* Given records *
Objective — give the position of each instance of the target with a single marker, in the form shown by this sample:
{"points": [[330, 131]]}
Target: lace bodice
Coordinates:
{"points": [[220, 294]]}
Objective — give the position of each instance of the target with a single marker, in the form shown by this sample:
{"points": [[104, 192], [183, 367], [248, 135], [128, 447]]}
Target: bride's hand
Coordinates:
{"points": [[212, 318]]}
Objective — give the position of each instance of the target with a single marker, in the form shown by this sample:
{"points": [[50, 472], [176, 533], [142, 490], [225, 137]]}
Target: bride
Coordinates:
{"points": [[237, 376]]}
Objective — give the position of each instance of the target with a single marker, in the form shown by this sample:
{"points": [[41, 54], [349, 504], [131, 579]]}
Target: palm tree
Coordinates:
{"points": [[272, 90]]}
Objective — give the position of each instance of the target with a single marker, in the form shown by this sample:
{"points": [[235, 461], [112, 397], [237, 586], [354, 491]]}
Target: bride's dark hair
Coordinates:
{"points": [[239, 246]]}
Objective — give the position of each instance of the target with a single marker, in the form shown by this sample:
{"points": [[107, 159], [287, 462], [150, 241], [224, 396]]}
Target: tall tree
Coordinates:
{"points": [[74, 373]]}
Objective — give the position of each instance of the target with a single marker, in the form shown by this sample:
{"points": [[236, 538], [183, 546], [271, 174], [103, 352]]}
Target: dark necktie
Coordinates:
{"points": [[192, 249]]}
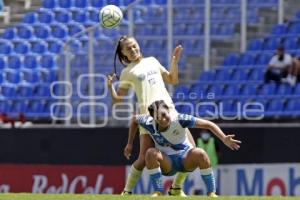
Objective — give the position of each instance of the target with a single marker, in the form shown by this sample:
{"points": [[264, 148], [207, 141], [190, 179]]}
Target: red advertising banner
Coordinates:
{"points": [[62, 179]]}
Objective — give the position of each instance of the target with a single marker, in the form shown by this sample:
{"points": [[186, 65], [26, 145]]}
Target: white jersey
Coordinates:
{"points": [[145, 77], [174, 140]]}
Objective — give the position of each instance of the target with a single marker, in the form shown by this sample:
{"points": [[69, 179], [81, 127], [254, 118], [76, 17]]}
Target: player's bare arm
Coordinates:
{"points": [[226, 139], [131, 135], [171, 77], [116, 96]]}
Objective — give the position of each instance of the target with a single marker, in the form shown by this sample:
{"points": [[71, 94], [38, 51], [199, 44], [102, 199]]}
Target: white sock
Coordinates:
{"points": [[179, 179], [133, 177]]}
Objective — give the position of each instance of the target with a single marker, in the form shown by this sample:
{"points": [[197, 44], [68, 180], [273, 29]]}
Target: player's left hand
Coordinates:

* Aim of the exercise *
Set down all entries above again, exactly, without images.

* Your solution *
Objective — give the position of each instance of the target with a single marker, in the form shown by this sample:
{"points": [[330, 131]]}
Target: lace bodice
Coordinates:
{"points": [[220, 294]]}
Objective — give the position of each instance of the target with a single marker, in the form shown by this sample:
{"points": [[104, 192], [183, 367], [248, 135], [128, 447]]}
Target: bride's hand
Coordinates:
{"points": [[212, 318]]}
Objective — give the position of each instance of the target with a single marker, in the form shown by this sample:
{"points": [[50, 472], [176, 533], [142, 490], [225, 137]]}
Target: bride
Coordinates:
{"points": [[237, 376]]}
Objective — give the position of each instance of the target with a single marker, in the form shown by this sample:
{"points": [[41, 54], [349, 504], [131, 579]]}
Target: palm tree
Coordinates:
{"points": [[272, 90]]}
Objective — give the position of each instance of the target with a single marker, in the form shown by this sample:
{"points": [[235, 461], [112, 397], [237, 586], [354, 491]]}
Target: bride's dark hair
Coordinates:
{"points": [[239, 246]]}
Objective — give the position of each instance of the target with a single marker, in the form shown by this sample:
{"points": [[107, 159], [287, 462], [150, 241], [224, 396]]}
Target: tall tree
Coordinates:
{"points": [[74, 373]]}
Objective — give the position of each instance of the target with a single marker, in the form shown by this sample:
{"points": [[236, 538], [183, 546], [271, 174], [103, 352]]}
Target: dark necktie
Coordinates:
{"points": [[192, 249]]}
Objective — give the position of each instance of the target with a single marker, in the form shown by this sample:
{"points": [[264, 148], [207, 141], [190, 179]]}
Target: red advertising banner
Coordinates:
{"points": [[62, 179]]}
Objective — give the position of each instance of the target with a single marker, in the form shown by this sample:
{"points": [[186, 65], [26, 145]]}
Target: white jersey
Coordinates:
{"points": [[145, 77], [174, 140]]}
Objective — give the position of each instance of the target with a single marker, in the form shown by this sample:
{"points": [[69, 179], [81, 127], [254, 118], [76, 17]]}
Target: player's bare arm
Coordinates:
{"points": [[226, 139], [131, 135], [171, 77], [116, 96]]}
Objective — give the position of each instance of the target with a single marker, in the form shown by this sample:
{"points": [[71, 94], [38, 51], [199, 44], [102, 199]]}
Target: white sock
Coordinates:
{"points": [[179, 179], [133, 177]]}
Objective — give the position of each instance of the target with a single marker, in the form shown by this sample:
{"points": [[197, 44], [68, 180], [273, 29]]}
Target: player's left hand
Coordinates:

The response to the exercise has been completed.